[REQUIREMENTS]
**1.** In the report on McMonagle's closing argument, who does he say decided there was no evidence to support a prosecution and closed the case?
**2.** Carry the report on McMonagle's closing argument further, picking up after its last sentence.

[PAGE TEXT]
In one of McMonagle’s ah-ha moments, he pointed out Constand’s statement about when she arrived the night of the alleged assault.
“The silver bullet — hold on for this — is on Jan. 22, 2005,” he said. “I thought about this and thought this is why [she changed her story, changed dates]. It hit me. The question [posed to Constand by investigators] was what did you do when you reached the entrance of Cosby’s house. She said, ‘I called him from the street and told him I was here and could I pull into the driveway. I was on my Nextel phone owned by Temple.’”
The attorney said, with all of the cellphone records in the case, he hadn’t until a week ago looked up that particular call, which, after checking, never happened.
“I went day by day to see if her Nextel call happened,” McMonagle said. “But, no, she’s calling New York. I keep going, I gave her February, no, no, no. Why’d she move the date?”
McMonagle also told jurors that, after an exhaustive investigation in which Constand had changed her story several times while Cosby’s statements remained consistent, former Montgomery County District Attorney Bruce Castor determined that there was no evidence to support a prosecution and closed the case.
The high-powered attorney also pleaded with jurors to not make Cosby pay for his infidelities. Pointing to Cosby’s wife, Camille, who sat in the first row Monday, McMonagle said, “When you dance outside of your marriage, you pay. … She deserved better.”

[INFORMATION GIVEN]
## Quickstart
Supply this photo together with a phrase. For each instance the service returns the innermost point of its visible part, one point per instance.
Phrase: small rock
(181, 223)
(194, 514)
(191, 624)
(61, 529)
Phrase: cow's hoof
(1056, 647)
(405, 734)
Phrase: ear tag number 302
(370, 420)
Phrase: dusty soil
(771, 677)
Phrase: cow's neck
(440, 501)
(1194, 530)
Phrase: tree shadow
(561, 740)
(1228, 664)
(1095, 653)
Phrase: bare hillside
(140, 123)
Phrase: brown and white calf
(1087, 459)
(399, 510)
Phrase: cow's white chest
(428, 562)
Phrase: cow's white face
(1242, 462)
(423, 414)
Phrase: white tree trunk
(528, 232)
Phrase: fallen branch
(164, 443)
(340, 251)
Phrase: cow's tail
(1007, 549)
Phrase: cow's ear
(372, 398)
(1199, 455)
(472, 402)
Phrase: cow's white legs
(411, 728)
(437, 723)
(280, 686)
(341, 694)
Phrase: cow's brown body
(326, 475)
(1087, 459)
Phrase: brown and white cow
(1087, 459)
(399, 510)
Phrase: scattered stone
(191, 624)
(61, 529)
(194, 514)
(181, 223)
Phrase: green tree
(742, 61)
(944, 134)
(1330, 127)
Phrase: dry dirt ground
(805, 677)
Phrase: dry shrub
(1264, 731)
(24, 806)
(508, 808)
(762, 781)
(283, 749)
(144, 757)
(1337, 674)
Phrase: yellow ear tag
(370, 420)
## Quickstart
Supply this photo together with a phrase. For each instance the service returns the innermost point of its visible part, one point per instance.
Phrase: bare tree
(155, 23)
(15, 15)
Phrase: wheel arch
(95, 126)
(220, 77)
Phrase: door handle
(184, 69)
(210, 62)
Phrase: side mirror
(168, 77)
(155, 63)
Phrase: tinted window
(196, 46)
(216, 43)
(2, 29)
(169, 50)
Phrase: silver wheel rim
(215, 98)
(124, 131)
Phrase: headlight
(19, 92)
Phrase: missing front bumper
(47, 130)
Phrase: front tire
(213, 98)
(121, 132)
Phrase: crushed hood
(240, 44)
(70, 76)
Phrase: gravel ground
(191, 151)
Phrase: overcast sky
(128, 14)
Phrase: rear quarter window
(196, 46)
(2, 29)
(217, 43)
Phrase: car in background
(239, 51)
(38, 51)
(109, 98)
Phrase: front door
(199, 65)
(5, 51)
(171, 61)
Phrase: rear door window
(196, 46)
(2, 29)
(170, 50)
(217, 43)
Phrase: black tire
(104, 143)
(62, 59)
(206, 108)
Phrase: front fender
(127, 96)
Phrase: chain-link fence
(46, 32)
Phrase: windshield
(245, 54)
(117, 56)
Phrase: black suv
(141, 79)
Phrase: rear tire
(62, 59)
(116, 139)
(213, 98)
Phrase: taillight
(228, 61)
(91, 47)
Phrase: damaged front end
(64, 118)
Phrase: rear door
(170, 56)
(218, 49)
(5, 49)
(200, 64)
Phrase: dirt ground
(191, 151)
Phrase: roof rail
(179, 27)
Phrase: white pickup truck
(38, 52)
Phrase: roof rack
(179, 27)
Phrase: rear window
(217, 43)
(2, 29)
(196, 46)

[EXPECTED ANSWERS]
**1.** Former Montgomery County District Attorney Bruce Castor.

**2.**
Still, he said, “hopefully, you will have the last two words in this case, and I pray those words are not guilty.”
District Attorney Kevin Steele countered in the state’s closing arguments that Cosby had ingratiated himself into Constand’s family and took advantage of his role as her mentor.
“Three friends, I have three friends to make you relax,” Steele said Cosby told Constand of the Benadryl that he gave her. “She’s asking for career advice. When you look at his own words, he’s guilty. He gives her drugs, he puts his fingers in her, he knows what effects the drugs have so there’s but one conclusion in this case and that’s out of his own mouth, that’s the case you have to decide.”
Cosby declined to testify in his own defense. After the judge’s final instructions, the jury began its deliberation.